The Trend Is Still Your Friend

The market is getting paranoid. The definition of which is, “baseless or excessive suspicion of the motives of others.” The headlines yesterday blamed just about anything and everyone for investor action. The inability to define with confidence the economic picture is one of the biggest reasons for the current market activity and therefore we have all the reasons from Greece to China as to why there is renewed volatility and selling in the broad markets. Better yet, we think there is s simple solution to all that ails the market. The reality is uncertainty about the future causes irrational activity short term in an attempt to find a solution or make money from the disruption. Trend-less markets are dangerous markets, and worse yet, thinking or believing the trend is wrong and betting against the trend is harmful to your net worth.

Last week the trend became defined in a micro time horizon as down. The bounce on Monday brought a renewed hope for the upside from the buyers. That prompted more speculation on a direction or trend change. Looking at the chart of the S&P 500 the move on Monday could be a pivot point off the new low from last Friday, but nothing has confirmed or changed to this point. It is just a suspect activity that requires validation. Price has not pierced the ten day moving average, nor did the volume accelerated above average on the buying Monday. Simply put, nothing has changed. The bias is still to the downside and the lower highs established off the April 2nd high is still in play.

As an investor or trader the challenge is filtering the noise to validate the trend. The micro trend is down and the 1295 support level on the S&P 500 index is in play. A break lower continues the micro trend and confirms the negative sentiment. However, if you are looking for a reversal in the micro trend to resume the previous trend higher off the October low, the index would have to first move above the 1340 mark and then 1360. Thus, we are in the stage of the curent trend that allows both the buyers and the sellers to wage their bets on the direction. If we are patient enough the answer will present itself. There in lies the challenge. Because of charting software and quantitative strategies, we believe we can predict the movement with some degree of accuracy. If we are right we believe we have a fail proof system. Nothing is fail proof and the market is a dangerous place to use predictive analysis.

There are times where the best analysis is to step away from the risk of the current market environment and let the trend define itself clearly and then invest. The recent break of support at 1360 was a clear shift or change from the sideways movement of the previous six weeks of trading. The selling confirmed the downtrend off the May 1st high. The bounce off the 1295 support level puts that move on hold and we now will confirm the continuation of that selling with a break lower, or we reverse and move above the break point at 1360 negating the move lower. I know that sounds like an oversimplification of what is taking place, but sometime keeping it simple is better. Believing you can predict the direction relative to the right side of the chart is a dangerous game to play with your hard earned money.

As we face another day of worries over Greece, keep your focus. Don’t assume anything and let the noise subside as you manage or navigate the risk of the current market environment. The dollar is rising again, commodities are falling and stocks are uncertain. Back to where we left off on Friday with emotions and volatility in the driver seat for the day. Set your stops and manage your risk.

### Material supplied
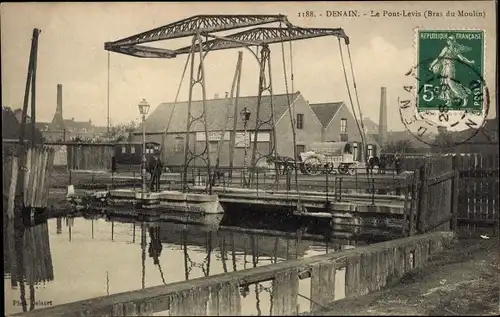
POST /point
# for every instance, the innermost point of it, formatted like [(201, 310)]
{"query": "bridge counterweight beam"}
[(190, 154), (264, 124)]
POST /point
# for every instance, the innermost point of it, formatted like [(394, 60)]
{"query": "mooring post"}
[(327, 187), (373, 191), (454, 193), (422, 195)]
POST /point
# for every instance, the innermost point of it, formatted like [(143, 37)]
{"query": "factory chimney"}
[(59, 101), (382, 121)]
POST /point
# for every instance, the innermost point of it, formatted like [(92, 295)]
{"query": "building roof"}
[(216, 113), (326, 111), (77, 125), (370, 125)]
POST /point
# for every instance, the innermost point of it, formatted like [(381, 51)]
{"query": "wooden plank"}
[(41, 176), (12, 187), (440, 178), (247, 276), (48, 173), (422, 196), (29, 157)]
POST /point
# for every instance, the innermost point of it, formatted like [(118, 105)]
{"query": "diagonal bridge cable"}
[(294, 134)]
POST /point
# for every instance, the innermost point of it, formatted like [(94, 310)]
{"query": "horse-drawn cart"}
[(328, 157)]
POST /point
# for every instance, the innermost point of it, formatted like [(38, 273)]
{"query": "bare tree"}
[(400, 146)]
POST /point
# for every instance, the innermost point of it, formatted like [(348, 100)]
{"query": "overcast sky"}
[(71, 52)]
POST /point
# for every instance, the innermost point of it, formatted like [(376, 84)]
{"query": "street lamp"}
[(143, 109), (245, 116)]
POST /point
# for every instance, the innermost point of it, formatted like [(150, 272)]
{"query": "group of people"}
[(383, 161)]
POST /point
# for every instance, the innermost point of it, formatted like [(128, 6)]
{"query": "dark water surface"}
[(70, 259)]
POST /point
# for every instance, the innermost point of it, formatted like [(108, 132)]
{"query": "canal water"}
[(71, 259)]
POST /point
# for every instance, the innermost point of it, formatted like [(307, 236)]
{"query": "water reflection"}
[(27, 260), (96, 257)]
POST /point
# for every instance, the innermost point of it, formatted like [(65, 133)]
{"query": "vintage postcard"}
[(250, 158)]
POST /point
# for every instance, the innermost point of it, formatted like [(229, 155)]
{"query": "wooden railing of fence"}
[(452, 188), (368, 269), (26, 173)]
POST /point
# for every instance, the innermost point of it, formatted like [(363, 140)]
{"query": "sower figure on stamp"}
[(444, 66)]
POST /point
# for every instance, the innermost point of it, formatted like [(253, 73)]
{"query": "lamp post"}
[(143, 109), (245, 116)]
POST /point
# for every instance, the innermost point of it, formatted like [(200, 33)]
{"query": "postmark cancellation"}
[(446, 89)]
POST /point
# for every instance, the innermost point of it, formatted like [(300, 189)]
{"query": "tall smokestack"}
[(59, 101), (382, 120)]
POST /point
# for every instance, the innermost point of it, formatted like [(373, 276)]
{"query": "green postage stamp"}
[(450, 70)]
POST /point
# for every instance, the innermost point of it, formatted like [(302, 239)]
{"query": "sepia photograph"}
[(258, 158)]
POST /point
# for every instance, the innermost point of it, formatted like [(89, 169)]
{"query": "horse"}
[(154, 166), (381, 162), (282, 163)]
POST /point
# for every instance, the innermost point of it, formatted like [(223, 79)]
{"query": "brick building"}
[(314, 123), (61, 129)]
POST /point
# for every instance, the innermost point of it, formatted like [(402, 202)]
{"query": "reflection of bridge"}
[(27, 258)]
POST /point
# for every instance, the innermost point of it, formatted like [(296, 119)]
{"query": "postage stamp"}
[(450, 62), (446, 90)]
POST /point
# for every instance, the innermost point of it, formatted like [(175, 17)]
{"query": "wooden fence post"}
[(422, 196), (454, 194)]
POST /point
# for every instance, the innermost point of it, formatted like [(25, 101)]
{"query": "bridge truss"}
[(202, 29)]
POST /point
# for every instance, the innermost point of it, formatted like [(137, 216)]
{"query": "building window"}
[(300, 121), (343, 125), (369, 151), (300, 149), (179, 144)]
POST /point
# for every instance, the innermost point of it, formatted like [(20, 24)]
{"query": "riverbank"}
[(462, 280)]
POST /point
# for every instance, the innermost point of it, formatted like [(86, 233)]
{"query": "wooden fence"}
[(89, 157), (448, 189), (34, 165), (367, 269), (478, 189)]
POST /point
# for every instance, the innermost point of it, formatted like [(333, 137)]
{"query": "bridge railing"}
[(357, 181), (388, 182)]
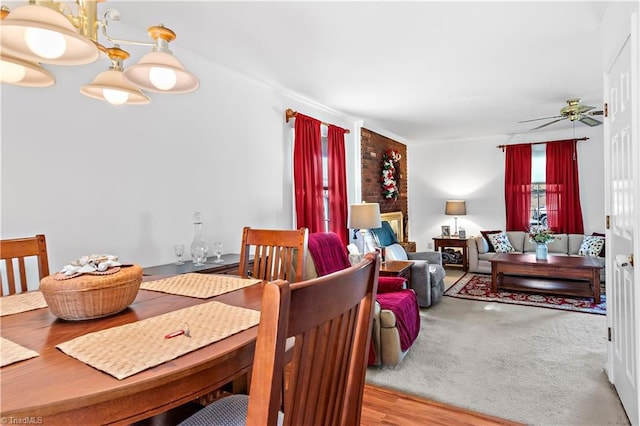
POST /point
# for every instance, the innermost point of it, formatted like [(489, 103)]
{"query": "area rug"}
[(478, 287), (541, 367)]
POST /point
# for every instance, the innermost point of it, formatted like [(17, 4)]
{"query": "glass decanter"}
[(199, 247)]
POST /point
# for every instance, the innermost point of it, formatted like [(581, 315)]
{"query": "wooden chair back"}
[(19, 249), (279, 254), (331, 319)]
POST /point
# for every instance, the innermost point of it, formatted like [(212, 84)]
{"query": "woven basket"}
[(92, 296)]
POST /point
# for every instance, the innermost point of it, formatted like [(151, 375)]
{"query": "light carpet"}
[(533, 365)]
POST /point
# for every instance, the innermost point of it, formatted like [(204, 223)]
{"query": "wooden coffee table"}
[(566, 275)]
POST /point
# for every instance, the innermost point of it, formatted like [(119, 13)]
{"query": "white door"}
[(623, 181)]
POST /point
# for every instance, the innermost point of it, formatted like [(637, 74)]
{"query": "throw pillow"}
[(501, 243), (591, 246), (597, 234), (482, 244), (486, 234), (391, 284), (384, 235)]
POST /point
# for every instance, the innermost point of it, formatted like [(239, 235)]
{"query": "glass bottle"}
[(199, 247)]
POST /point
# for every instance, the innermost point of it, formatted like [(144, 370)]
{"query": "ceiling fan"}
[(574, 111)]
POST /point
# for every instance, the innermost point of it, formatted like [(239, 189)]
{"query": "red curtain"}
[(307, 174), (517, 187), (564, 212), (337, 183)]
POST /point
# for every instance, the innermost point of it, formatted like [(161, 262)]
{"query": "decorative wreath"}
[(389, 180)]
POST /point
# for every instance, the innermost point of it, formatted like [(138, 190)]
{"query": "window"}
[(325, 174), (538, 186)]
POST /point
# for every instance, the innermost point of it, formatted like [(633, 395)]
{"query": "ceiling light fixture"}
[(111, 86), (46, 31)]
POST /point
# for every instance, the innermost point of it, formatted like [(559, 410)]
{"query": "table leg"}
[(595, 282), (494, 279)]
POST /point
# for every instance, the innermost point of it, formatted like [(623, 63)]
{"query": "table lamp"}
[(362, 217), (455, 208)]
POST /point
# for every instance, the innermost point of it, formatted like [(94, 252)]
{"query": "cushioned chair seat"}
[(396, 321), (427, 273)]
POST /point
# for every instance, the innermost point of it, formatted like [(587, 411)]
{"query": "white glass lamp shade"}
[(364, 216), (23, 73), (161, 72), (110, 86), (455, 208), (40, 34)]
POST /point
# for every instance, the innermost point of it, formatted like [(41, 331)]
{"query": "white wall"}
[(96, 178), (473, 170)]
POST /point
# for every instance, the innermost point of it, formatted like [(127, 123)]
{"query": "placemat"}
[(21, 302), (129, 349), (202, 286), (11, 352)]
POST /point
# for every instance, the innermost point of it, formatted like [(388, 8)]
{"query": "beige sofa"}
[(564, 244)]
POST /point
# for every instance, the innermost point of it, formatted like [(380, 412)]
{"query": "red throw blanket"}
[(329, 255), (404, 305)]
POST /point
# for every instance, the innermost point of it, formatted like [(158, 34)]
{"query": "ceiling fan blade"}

### Problem 1
In the market commentary, what support level on the S&P 500 index is in play?
### Problem 2
Rewrite the stretch of the market commentary from "There are times" through "hard earned money.", putting "risky game" in place of "dangerous game".

### Your solution 1
The 1295 level.

### Your solution 2
There are times where the best analysis is to step away from the risk of the current market environment and let the trend define itself clearly and then invest. The recent break of support at 1360 was a clear shift or change from the sideways movement of the previous six weeks of trading. The selling confirmed the downtrend off the May 1st high. The bounce off the 1295 support level puts that move on hold and we now will confirm the continuation of that selling with a break lower, or we reverse and move above the break point at 1360 negating the move lower. I know that sounds like an oversimplification of what is taking place, but sometime keeping it simple is better. Believing you can predict the direction relative to the right side of the chart is a risky game to play with your hard earned money.